# INSTRUCTIONS FOR THE TASK
When you reach the line in the data below that contains "Each <instance> block", please start repeating lines exactly, and stop after the line that contains "151L331 155L339 151L335", repeating nothing else.

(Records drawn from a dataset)
#####

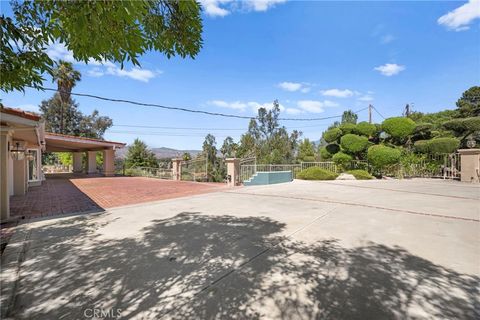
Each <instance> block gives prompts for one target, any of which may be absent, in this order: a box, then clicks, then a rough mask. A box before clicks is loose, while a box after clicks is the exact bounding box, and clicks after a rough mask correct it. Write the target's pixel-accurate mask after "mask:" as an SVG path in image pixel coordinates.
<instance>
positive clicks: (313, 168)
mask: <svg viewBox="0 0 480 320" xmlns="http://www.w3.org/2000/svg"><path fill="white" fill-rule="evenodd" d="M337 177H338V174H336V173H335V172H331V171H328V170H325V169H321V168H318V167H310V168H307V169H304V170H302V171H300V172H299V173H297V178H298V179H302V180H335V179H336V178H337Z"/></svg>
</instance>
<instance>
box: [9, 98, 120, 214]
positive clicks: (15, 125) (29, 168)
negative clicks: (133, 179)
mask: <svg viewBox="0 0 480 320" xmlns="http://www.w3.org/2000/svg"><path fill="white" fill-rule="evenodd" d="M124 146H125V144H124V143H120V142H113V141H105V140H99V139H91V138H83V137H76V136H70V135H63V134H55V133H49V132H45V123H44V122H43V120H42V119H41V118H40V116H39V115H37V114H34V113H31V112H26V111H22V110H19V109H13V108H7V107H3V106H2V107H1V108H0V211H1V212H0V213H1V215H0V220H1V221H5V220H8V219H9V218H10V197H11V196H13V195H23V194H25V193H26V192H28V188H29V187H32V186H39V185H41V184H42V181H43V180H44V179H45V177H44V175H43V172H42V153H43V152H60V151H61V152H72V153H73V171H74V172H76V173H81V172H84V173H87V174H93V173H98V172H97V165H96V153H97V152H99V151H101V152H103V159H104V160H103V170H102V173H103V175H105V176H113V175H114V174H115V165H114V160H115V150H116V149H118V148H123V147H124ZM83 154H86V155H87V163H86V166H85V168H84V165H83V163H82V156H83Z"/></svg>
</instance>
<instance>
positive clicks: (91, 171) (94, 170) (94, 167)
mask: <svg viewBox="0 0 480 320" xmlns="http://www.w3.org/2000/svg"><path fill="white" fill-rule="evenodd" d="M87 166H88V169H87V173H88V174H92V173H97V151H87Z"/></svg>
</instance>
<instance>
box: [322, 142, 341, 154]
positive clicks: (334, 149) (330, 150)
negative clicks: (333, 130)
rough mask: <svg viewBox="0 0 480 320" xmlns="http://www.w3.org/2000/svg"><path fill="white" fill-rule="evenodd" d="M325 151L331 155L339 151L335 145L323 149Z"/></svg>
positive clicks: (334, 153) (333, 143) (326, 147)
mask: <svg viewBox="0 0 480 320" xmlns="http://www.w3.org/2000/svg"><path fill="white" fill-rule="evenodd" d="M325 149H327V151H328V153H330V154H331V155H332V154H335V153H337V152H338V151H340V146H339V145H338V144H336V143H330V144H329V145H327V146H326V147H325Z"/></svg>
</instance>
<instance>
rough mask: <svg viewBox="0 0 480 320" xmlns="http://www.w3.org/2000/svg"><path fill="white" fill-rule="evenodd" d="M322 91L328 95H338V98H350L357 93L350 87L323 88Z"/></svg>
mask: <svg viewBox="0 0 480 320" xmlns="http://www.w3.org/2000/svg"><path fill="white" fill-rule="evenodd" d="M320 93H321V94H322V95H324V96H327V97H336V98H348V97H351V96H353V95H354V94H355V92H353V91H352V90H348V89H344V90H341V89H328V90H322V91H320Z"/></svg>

#####

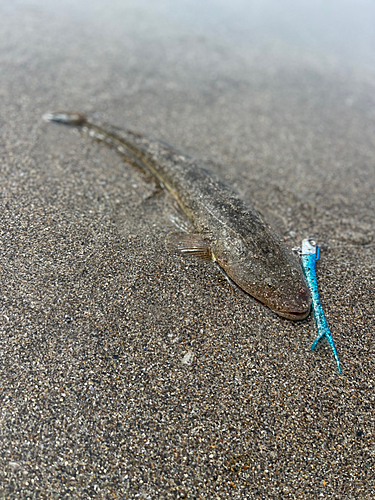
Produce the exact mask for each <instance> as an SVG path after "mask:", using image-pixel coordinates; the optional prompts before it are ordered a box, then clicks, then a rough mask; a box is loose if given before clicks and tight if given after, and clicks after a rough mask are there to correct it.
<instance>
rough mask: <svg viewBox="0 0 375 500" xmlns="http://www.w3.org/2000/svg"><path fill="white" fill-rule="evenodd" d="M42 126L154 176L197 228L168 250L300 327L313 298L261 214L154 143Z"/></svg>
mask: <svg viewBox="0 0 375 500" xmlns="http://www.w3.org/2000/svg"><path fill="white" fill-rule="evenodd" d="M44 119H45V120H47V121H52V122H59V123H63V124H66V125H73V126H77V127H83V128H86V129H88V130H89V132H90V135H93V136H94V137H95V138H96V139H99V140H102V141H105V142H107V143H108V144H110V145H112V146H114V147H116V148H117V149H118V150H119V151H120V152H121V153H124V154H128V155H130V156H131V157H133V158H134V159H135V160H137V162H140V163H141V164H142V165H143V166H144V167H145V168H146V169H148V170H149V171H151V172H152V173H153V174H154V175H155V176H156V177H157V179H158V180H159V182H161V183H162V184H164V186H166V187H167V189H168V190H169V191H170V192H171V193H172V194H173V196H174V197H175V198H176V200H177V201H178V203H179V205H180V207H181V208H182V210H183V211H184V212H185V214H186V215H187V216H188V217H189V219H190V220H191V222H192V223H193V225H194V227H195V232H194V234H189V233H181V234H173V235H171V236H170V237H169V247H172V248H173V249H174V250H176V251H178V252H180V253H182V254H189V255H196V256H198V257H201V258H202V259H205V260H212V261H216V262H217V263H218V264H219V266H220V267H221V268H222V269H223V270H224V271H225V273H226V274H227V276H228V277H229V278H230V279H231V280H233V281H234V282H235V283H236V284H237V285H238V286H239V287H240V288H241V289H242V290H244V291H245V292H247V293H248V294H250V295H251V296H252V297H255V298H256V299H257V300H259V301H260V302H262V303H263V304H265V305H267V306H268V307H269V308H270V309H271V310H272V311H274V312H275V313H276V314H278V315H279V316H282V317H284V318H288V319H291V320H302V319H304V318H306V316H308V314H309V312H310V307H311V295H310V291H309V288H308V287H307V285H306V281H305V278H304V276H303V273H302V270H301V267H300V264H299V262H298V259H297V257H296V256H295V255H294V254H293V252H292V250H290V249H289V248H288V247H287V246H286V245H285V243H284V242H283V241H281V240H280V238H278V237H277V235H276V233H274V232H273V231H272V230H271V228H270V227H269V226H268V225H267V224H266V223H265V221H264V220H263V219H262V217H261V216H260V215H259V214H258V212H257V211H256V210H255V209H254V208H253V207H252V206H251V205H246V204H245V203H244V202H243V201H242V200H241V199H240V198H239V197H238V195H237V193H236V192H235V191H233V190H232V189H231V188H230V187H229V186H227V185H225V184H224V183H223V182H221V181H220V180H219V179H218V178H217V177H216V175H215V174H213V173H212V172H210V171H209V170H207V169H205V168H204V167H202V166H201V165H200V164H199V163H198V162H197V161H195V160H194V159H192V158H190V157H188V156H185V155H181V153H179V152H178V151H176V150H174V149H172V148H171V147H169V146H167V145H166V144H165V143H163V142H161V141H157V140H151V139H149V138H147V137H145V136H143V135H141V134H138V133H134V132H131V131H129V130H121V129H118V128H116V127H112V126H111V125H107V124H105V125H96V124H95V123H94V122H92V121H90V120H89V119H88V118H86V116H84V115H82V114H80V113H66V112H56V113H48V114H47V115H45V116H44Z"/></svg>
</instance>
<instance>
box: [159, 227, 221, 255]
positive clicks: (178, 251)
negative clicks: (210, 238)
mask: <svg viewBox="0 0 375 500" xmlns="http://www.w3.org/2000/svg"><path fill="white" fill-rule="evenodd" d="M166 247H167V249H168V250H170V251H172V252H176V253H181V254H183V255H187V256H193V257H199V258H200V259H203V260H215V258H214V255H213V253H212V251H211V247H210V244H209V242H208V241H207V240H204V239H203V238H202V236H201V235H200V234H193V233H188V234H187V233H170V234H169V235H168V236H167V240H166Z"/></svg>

#####

# ANSWER
Each <instance> block gives prompts for one target, any of which may be absent, in this order: a box, then clicks, then a rough mask. A box before clicks is loose, while a box after clicks is the exact bounding box, and clicks after a rough mask correct it. Write the target's pixel-accurate mask after "mask:" as an SVG path in image pixel coordinates.
<instance>
positive clicks: (313, 168)
mask: <svg viewBox="0 0 480 320" xmlns="http://www.w3.org/2000/svg"><path fill="white" fill-rule="evenodd" d="M337 177H338V174H336V173H335V172H331V171H328V170H325V169H321V168H318V167H310V168H307V169H304V170H302V171H300V172H299V173H297V178H298V179H302V180H335V179H336V178H337Z"/></svg>
</instance>
<instance>
box: [9, 98, 120, 214]
positive clicks: (15, 125) (29, 168)
negative clicks: (133, 179)
mask: <svg viewBox="0 0 480 320" xmlns="http://www.w3.org/2000/svg"><path fill="white" fill-rule="evenodd" d="M124 146H125V144H124V143H120V142H113V141H105V140H99V139H91V138H83V137H76V136H70V135H63V134H55V133H49V132H45V123H44V122H43V120H42V119H41V118H40V116H39V115H37V114H34V113H31V112H26V111H22V110H19V109H13V108H7V107H3V106H2V107H1V108H0V211H1V212H0V213H1V215H0V220H1V221H5V220H8V219H9V218H10V197H11V196H13V195H23V194H25V193H26V192H28V188H29V187H32V186H39V185H41V184H42V181H43V180H44V179H45V177H44V175H43V172H42V153H43V152H60V151H61V152H72V153H73V171H74V172H76V173H81V172H84V173H87V174H93V173H98V172H97V165H96V153H97V152H99V151H101V152H103V159H104V160H103V170H102V173H103V175H105V176H113V175H114V174H115V165H114V160H115V150H116V149H118V148H123V147H124ZM83 154H86V155H87V163H86V166H85V168H84V165H83V163H82V156H83Z"/></svg>
</instance>
<instance>
positive clicks: (91, 171) (94, 170) (94, 167)
mask: <svg viewBox="0 0 480 320" xmlns="http://www.w3.org/2000/svg"><path fill="white" fill-rule="evenodd" d="M87 166H88V169H87V173H88V174H92V173H97V151H87Z"/></svg>
</instance>
<instance>
box: [322, 142, 341, 154]
positive clicks: (334, 149) (330, 150)
negative clicks: (333, 130)
rough mask: <svg viewBox="0 0 480 320" xmlns="http://www.w3.org/2000/svg"><path fill="white" fill-rule="evenodd" d="M325 151L331 155L339 151L335 145L323 149Z"/></svg>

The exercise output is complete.